━━━ SOURCE DOCUMENT ━━━

Debt simply hasn’t been a major issue for many companies in the marijuana industry. There’s a simple reason for that: Banks wouldn’t loan them any money.
But it’s becoming easier for marijuana businesses to obtain loans. And some companies with core businesses outside of the cannabis industry have taken on debt to make acquisitions to jump on board the marijuana bandwagon.
Which marijuana stocks have the most debt? And should investors be worried about any of them?
The biggest debtors
The five companies that operate in the marijuana industry with the highest total long-term debt levels right now are:
|Company||Total Long-Term Debt|
|Constellation Brands (NYSE:STZ)||$13.6 billion|
|Scotts Miracle-Gro (NYSE:SMG)||$2 billion|
|Aurora Cannabis (NYSE:ACB)||$599 million|
|Tilray (NASDAQ:TLRY)||$420.4 million|
|Aphria (NYSE:APHA)||$46.7 million|
Constellation Brands is by far the biggest debtor. The company is also the newest of the five to enter the cannabis market. In 2017, the alcoholic beverage maker bought a 9.9% stake in Canopy Growth. Constellation increased its ownership interest in Canopy to 38% last year with an additional $4 billion investment.
Scotts Miracle-Gro is in a distant second place on our list. The company has a long history in the consumer lawn and garden products business. But Scotts began taking on more debt several years ago to acquire suppliers to the U.S. cannabis industry.
The next three companies on the list are Canadian marijuana producers. Aurora Cannabis has the highest debt level of this group adding the company’s issuing of $345 million of convertible senior notes in January 2019 on top of its debt of close to $254 million at the end of 2018.
Tilray also has a high debt load thanks to its $450 million convertible notes offering in October 2018. Aphria’s total debt is well behind that of Aurora and Tilray right now. However, Aphria recently announced plans to offer $300 million of convertible senior notes.
More important factors
There’s something much more important when it comes to debt than the amount that a company owes: the ability of the company to repay the debt. Suppose, for example, you owe $100,000 and your friend owes $1 million. If you only make $30,000 per year and your friend makes $2 million per year, your debt load is much more concerning than your friend’s because you’ll have a bigger challenge paying off your debt.

━━━ ENTRIES SHOWN ━━━

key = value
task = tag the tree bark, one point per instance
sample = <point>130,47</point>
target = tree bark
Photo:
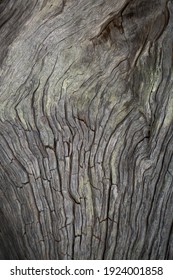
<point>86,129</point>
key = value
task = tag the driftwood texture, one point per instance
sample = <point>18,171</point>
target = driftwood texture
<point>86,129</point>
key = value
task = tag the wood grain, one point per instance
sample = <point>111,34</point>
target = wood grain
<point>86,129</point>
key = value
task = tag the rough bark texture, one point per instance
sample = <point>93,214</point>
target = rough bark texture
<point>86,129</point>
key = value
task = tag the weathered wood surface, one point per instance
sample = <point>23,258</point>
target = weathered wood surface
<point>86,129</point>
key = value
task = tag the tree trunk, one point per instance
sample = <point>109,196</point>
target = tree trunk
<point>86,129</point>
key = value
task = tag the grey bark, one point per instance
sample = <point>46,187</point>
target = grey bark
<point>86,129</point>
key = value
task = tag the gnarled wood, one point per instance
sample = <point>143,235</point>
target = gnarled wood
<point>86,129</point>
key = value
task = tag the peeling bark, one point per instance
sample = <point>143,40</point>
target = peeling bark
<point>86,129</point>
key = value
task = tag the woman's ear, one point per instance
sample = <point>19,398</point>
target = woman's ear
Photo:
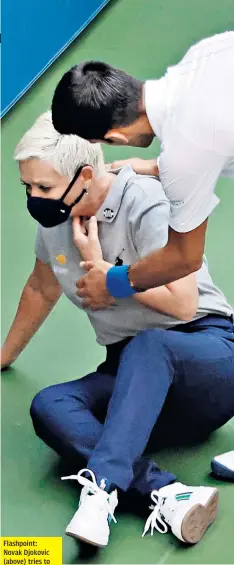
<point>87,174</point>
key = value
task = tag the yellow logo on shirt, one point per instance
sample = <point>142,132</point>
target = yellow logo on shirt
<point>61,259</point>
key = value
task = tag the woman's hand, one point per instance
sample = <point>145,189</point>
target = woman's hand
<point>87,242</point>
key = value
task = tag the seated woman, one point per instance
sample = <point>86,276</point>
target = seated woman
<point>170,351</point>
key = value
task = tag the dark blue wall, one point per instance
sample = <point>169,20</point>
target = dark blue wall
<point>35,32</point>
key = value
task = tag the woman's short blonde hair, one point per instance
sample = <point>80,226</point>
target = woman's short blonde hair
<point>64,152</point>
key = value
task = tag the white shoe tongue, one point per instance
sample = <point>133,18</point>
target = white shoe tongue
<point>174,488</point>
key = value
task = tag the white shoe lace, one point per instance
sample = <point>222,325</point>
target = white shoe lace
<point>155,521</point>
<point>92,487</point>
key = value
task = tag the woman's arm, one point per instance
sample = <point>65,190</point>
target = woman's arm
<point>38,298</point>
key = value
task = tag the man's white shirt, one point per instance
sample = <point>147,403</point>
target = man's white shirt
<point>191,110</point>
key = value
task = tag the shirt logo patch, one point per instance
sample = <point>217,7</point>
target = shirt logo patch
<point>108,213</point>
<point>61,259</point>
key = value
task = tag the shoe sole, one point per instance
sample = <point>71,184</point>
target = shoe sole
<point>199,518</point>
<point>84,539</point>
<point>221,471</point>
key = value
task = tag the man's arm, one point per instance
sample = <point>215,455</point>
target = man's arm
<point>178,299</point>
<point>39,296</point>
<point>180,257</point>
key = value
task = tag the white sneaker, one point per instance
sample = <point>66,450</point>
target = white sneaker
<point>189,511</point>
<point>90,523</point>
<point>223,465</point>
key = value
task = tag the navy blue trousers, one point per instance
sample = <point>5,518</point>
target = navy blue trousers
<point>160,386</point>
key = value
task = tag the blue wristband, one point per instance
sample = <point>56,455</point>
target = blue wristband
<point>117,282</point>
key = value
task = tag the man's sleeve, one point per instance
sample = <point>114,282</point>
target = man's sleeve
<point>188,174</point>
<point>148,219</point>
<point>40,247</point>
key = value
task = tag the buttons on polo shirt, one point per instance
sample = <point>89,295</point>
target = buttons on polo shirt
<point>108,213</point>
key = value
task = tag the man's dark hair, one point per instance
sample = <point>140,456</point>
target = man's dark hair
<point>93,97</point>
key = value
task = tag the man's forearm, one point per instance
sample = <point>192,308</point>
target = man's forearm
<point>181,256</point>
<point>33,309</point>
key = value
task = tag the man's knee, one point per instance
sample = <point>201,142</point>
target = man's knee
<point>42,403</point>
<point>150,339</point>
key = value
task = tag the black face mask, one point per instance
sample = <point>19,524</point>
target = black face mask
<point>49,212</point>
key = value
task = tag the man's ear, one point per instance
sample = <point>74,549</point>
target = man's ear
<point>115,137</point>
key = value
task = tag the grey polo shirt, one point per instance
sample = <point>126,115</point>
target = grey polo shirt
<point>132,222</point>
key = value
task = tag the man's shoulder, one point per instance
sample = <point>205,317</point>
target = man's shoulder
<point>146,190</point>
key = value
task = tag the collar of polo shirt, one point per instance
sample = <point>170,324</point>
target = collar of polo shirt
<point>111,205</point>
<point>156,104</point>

━━━

[EXPLORE THE MATERIAL]:
(A) Translate into Spanish this sentence from the article on marijuana companies' debt: "The company has a long history in the consumer lawn and garden products business."
(B) According to the article on marijuana companies' debt, in what year did Constellation Brands buy a 9.9% stake in Canopy Growth?
(C) Proceed with the article on marijuana companies' debt, picking up after its final sentence.

[ANSWER SECTION]:
(A) La empresa tiene una larga trayectoria en el negocio de productos de consumo para césped y jardín.

(B) 2017

(C)
Constellation made $8.1 billion in revenue last year. Scotts Miracle-Gro generated revenue of $2.7 billion in its latest fiscal year. Based on these figures, neither company’s debt appears to be too concerning.
Of course, the earnings for Constellation and Scotts were much lower — $3.4 billion and $63.7 million, respectively. But both companies still should be able to service their debt relatively easily.
What about Aurora, Tilray, and Aphria? The numbers look a lot scarier. None of the marijuana producers were profitable in their last reported quarter. With continued losses, the companies could have to take on more debt to fund operations or issue more shares, causing dilution in the value of existing shares. Neither is an appealing scenario.
Investors probably don’t need to worry too much just yet about Aurora, Tilray, and Aphria, though. Sales are skyrocketing for all three companies. Aphria thinks it’s possible that revenue will reach 500 million Canadian dollars (around US$375 million) this year and double that amount in 2020. Aurora and Tilray could also continue to enjoy tremendous revenue growth.
But there are some risks. One analyst has already cut revenue estimates for Canopy Growth because of concerns that are likely to impact Aurora, Tilray, and Aphria. It’s possible that Canada won’t launch the cannabis edibles market as soon as many expect. International medical cannabis markets could take longer to ramp up than anticipated. If these scenarios become reality, it’s possible that these Canadian marijuana producers with big debt levels could run into problems.